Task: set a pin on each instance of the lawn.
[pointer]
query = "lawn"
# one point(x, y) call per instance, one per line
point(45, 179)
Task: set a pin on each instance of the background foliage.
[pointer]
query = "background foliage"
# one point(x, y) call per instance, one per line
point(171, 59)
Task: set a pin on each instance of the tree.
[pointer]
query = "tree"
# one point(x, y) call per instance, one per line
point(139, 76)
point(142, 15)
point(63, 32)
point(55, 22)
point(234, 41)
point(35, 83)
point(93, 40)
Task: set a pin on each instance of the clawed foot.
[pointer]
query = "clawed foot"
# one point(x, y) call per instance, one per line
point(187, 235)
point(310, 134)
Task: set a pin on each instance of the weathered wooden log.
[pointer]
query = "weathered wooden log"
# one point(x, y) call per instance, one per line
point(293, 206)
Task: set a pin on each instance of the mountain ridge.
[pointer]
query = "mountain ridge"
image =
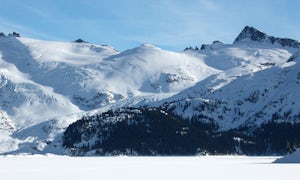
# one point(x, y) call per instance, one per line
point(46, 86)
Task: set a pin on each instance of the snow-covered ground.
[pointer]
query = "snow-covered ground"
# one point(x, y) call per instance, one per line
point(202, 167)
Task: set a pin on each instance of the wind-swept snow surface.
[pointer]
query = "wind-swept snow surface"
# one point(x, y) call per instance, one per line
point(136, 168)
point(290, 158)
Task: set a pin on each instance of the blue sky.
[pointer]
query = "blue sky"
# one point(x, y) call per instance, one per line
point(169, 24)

····················

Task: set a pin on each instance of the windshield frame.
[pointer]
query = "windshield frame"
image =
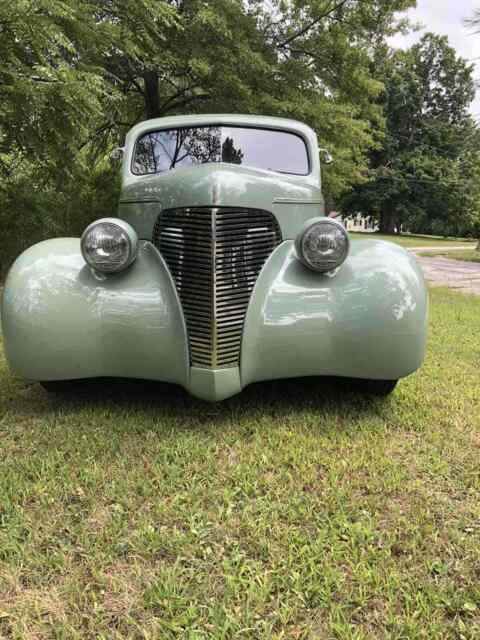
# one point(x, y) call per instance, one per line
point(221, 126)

····················

[Objetivo da tarefa] Converta em CSV de duas colunas, pedido e resposta, os registros que começam na linha que contém "Task: set a pin on each instance of the wind-swept" e terminam na linha que contém "point(169, 24)", ambas incluídas. Faça uma linha por registro, com cada campo entre aspas e as quebras de linha trocadas por espaços.

[Saída esperada]
pedido,resposta
"Task: set a pin on each instance of the wind-swept snow surface. [pointer] query = ""wind-swept snow surface"" # one point(x, y) call per instance, one per line","point(136, 168) point(290, 158)"
"Task: set a pin on each instance of the blue sky. [pointer] query = ""blue sky"" # one point(x, y) call per instance, one per line","point(169, 24)"